> _Task directions_
Render the listing below, from the line containing "One pin marks each instance of the stack of folded" through the line containing "x=950 y=485", as a Markdown table with two columns, Row and Listing line. Include both end lines and skip any blank lines.

> _Supplied material_
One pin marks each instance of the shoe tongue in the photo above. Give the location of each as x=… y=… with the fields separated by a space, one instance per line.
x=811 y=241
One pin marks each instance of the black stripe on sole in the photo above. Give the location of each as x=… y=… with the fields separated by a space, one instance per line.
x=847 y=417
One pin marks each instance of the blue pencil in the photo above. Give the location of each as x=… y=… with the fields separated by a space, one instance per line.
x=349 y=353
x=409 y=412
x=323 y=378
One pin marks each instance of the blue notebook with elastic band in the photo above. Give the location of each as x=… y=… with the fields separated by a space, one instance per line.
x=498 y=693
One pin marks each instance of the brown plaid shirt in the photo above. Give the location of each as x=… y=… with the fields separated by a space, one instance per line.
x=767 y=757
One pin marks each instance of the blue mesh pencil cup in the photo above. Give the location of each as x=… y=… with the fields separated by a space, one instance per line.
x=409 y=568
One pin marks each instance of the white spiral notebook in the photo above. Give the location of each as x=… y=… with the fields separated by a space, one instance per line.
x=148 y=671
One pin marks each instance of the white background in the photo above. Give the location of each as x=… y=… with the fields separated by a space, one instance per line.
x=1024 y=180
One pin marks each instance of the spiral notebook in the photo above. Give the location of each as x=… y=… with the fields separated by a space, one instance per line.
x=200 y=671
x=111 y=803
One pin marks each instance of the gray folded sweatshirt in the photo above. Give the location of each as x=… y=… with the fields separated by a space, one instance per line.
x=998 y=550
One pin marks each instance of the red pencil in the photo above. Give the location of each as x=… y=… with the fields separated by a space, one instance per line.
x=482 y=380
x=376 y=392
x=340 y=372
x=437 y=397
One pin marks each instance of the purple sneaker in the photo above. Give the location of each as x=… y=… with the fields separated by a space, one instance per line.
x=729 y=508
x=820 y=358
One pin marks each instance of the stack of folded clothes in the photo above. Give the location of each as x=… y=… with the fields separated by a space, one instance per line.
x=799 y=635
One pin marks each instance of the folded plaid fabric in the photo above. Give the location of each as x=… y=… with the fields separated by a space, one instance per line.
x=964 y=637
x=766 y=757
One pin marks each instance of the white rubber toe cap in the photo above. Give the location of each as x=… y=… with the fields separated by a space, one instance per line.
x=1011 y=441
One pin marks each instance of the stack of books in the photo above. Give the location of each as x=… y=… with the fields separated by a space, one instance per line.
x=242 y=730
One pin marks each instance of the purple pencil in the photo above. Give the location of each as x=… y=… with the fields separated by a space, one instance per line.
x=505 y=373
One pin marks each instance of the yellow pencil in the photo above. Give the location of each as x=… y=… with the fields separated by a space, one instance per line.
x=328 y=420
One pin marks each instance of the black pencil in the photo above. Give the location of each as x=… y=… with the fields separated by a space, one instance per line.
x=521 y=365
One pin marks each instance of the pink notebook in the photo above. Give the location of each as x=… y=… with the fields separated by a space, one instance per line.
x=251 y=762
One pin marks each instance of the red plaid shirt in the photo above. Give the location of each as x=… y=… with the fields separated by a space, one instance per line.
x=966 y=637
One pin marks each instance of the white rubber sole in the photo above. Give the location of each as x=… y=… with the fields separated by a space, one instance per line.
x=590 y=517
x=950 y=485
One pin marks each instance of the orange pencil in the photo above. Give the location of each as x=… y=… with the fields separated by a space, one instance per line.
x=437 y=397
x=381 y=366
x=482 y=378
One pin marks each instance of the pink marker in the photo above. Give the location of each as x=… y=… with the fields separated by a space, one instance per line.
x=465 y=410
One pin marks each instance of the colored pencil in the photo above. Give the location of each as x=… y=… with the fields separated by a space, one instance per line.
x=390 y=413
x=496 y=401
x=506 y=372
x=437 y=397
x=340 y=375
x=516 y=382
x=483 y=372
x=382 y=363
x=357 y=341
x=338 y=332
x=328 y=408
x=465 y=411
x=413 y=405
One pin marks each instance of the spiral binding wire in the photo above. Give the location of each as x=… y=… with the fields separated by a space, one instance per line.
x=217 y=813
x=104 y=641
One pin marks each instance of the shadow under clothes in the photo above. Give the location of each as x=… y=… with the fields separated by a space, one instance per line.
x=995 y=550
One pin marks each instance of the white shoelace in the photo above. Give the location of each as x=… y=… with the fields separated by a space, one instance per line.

> _Answer to this task_
| Row | Listing line |
|---|---|
| 1 | One pin marks each instance of the stack of folded clothes in the photo above. Give the location of each as x=… y=… with the fields separated by a space, one instance per line. |
| 2 | x=799 y=635 |
| 3 | One pin marks each instance of the folded plaid fabric in the photo above. Give the location of each as x=… y=… with the fields separated by a space, one instance per line. |
| 4 | x=964 y=637 |
| 5 | x=766 y=757 |
| 6 | One pin marks each instance of the white rubber toe cap in the photo above. Give the location of each as x=… y=… with the fields separated by a space, one instance per line. |
| 7 | x=1011 y=441 |
| 8 | One pin marks each instance of the stack of books in the photo above. Give the location of each as x=… y=… with the fields separated by a space, one instance per line. |
| 9 | x=242 y=730 |
| 10 | One pin marks each instance of the purple pencil in the photo above. Give the location of each as x=… y=… with the fields separated by a space, one instance per line. |
| 11 | x=505 y=373 |
| 12 | One pin marks each instance of the yellow pencil in the photo above. Give the location of each as x=… y=… with the fields separated by a space, one instance per line. |
| 13 | x=328 y=420 |
| 14 | One pin marks each instance of the black pencil in the photo above. Give the location of each as x=… y=… with the fields separated by a space, one instance per line. |
| 15 | x=521 y=365 |
| 16 | One pin marks each instance of the pink notebook in the photo above. Give the location of each as x=… y=… with the fields separated by a space, one instance per line. |
| 17 | x=251 y=762 |
| 18 | One pin marks each instance of the red plaid shirt in the photo above. Give the location of each as x=… y=… with the fields separated by a space, one instance per line. |
| 19 | x=966 y=637 |
| 20 | One pin marks each instance of the white rubber sole in the photo above. Give the location of each as x=… y=… with the fields separated by a space, one instance per line. |
| 21 | x=590 y=517 |
| 22 | x=950 y=485 |